EXERCISE BRIEF »
I would like you to return all of the records exactly as they stand.

EXCERPTED DATA »
= Beginning of Section =

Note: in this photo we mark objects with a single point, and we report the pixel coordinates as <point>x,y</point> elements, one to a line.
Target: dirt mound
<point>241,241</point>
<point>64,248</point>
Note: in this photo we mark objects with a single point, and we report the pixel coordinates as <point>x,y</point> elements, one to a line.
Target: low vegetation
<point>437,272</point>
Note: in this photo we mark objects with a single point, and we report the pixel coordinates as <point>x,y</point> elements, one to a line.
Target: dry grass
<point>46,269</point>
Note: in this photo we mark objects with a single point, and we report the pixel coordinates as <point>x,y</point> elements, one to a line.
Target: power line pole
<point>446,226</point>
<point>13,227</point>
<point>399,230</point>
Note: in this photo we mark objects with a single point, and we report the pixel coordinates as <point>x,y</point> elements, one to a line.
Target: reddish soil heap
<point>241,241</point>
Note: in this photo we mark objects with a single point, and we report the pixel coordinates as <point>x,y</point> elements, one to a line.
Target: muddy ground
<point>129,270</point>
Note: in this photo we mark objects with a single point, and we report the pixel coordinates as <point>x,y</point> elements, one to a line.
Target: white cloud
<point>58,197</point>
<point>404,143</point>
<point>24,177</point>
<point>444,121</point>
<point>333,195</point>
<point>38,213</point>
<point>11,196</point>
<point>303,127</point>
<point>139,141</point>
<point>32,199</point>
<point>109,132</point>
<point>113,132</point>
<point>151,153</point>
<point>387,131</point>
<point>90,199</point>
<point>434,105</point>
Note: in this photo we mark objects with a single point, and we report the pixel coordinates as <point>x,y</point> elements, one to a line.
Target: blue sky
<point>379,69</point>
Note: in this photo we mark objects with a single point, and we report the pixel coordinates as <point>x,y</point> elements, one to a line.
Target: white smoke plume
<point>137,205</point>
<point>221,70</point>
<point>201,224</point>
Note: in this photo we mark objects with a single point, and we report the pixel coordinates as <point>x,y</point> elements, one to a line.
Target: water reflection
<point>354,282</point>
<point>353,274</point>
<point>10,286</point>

= End of Section =

FINISHED EXERCISE »
Note: in this photo we mark objects with a single point, and we report the pixel coordinates as <point>x,y</point> elements, one to a line.
Target: dirt mound
<point>241,241</point>
<point>64,248</point>
Note: in this photo we mark objects with a single point, and we report the pixel coordinates as <point>x,y</point> elements, one to a line.
Target: low vegetation
<point>437,272</point>
Note: in this photo we mark objects with a single point, and we report the pixel coordinates as <point>x,y</point> elements, one to a line.
Target: dry grass
<point>46,269</point>
Note: in this photo we mark objects with a single point, and we report the pixel coordinates as <point>x,y</point> elements, one to a line.
Target: power line pole
<point>446,226</point>
<point>13,227</point>
<point>399,230</point>
Note: in this photo we mark objects with a single point, and we report the pixel coordinates as <point>x,y</point> elements, one to a line.
Target: reddish soil heap
<point>241,241</point>
Note: in this photo we mark objects with a single point, and we report the pixel coordinates as <point>x,y</point> elements, one to a line.
Target: muddy ground
<point>129,270</point>
Note: in this photo we mark objects with a single point, and we report the pixel coordinates as <point>x,y</point> elements, one to a line.
Target: white cloud
<point>58,197</point>
<point>404,143</point>
<point>24,177</point>
<point>444,121</point>
<point>333,195</point>
<point>38,213</point>
<point>11,196</point>
<point>303,127</point>
<point>139,141</point>
<point>32,199</point>
<point>109,132</point>
<point>113,132</point>
<point>151,153</point>
<point>387,131</point>
<point>90,199</point>
<point>434,105</point>
Note: in this photo we mark objects with a single point, and we report the pixel coordinates as <point>x,y</point> elements, one to a line.
Target: blue sky
<point>379,69</point>
Note: in this photo we mark objects with a single point, and we report the pixel coordinates as <point>x,y</point> elements, one to a line.
Target: white smoke plume
<point>137,205</point>
<point>221,70</point>
<point>201,224</point>
Note: in this photo we mark objects with a single point, and we report the pixel coordinates as <point>x,y</point> elements, one to a line.
Target: water reflection
<point>354,282</point>
<point>353,274</point>
<point>10,286</point>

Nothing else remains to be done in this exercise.